- Dataset extract -
┏━━

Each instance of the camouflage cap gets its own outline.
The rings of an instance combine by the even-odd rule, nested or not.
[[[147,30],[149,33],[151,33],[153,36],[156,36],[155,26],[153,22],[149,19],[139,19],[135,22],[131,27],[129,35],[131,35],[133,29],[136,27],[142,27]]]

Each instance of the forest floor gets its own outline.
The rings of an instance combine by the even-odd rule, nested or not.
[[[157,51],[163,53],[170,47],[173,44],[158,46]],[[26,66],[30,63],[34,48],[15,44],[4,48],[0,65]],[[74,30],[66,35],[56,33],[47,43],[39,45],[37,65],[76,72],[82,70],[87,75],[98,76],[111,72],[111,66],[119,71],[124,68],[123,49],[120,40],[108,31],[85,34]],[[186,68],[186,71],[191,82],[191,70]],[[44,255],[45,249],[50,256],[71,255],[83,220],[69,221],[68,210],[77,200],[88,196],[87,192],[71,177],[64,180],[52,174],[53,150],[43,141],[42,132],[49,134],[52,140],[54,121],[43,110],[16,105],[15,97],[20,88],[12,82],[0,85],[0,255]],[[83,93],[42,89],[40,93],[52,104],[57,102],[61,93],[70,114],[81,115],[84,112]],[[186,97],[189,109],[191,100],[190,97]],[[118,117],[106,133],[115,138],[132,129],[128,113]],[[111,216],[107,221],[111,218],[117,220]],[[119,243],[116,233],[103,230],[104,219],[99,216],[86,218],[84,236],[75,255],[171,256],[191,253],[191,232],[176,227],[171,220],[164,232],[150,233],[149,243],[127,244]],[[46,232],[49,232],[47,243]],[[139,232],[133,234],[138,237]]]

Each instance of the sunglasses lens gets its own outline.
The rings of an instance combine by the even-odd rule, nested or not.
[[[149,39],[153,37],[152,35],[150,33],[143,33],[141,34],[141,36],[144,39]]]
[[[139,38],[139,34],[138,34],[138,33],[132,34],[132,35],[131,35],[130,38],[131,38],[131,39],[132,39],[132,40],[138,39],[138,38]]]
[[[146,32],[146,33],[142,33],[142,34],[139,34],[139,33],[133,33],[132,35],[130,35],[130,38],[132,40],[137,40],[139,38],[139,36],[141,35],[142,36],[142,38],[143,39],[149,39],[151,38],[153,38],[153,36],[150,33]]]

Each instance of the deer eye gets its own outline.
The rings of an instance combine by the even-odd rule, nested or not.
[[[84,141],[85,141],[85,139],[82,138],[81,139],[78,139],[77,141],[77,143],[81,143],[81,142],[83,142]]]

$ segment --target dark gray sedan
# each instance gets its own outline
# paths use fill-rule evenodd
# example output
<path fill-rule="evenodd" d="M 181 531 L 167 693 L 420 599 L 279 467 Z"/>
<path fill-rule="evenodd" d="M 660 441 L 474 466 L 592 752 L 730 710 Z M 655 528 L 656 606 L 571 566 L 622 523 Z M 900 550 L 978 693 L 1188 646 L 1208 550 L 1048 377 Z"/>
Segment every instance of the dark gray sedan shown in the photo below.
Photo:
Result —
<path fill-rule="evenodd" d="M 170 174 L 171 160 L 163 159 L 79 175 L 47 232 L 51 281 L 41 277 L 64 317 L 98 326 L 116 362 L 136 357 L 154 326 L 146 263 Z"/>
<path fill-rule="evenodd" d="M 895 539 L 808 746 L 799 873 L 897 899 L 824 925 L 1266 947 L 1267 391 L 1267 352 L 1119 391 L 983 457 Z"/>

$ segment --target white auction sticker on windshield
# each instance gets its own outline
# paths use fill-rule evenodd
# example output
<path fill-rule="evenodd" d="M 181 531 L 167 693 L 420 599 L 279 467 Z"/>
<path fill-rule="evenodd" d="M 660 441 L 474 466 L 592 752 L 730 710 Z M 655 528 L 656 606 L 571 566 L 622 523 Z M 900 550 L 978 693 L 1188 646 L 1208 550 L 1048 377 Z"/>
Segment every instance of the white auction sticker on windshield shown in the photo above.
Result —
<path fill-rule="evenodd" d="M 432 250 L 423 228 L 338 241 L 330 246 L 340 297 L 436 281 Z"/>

┗━━

- Short task -
Convert the lines from the one containing "Each instance of the sunglasses" to the one containing "895 539 L 808", both included, into a JSON list of strings with one string per line and blank lines omitted.

- The response -
[
  "Each instance of the sunglasses lens gets its own outline.",
  "The rings of an instance combine by the even-odd rule, nested or not.",
  "[[[149,39],[153,37],[152,35],[150,33],[143,33],[141,34],[141,36],[144,39]]]",
  "[[[139,38],[139,34],[138,34],[138,33],[132,34],[132,35],[131,35],[130,38],[131,38],[131,39],[132,39],[132,40],[138,39],[138,38]]]",
  "[[[146,32],[146,33],[142,33],[142,34],[139,34],[139,33],[133,33],[132,35],[130,35],[130,38],[132,40],[137,40],[139,38],[139,36],[141,35],[142,36],[142,38],[143,39],[149,39],[151,38],[153,38],[153,36],[150,33]]]",
  "Each instance of the deer eye gets its own outline.",
  "The rings of an instance combine by the even-odd rule, nested or not.",
  "[[[84,141],[85,141],[85,139],[82,138],[81,139],[78,139],[77,141],[77,143],[81,143],[81,142],[83,142]]]",
  "$ segment --target dark gray sedan",
  "# each instance gets its own outline",
  "# paths use fill-rule evenodd",
  "# example output",
  "<path fill-rule=\"evenodd\" d=\"M 181 531 L 167 693 L 420 599 L 279 467 Z\"/>",
  "<path fill-rule=\"evenodd\" d=\"M 660 441 L 474 466 L 592 752 L 730 710 Z M 655 528 L 656 606 L 571 566 L 622 523 Z M 900 550 L 978 693 L 1188 646 L 1208 550 L 1048 377 Z\"/>",
  "Segment every instance of the dark gray sedan shown in the photo below.",
  "Photo:",
  "Result —",
  "<path fill-rule=\"evenodd\" d=\"M 170 174 L 171 160 L 163 159 L 79 175 L 47 232 L 51 281 L 41 277 L 64 317 L 98 326 L 116 362 L 136 357 L 154 326 L 146 263 Z\"/>",
  "<path fill-rule=\"evenodd\" d=\"M 895 539 L 808 746 L 799 873 L 897 899 L 824 925 L 1266 947 L 1267 391 L 1267 352 L 1119 391 L 983 457 Z\"/>"
]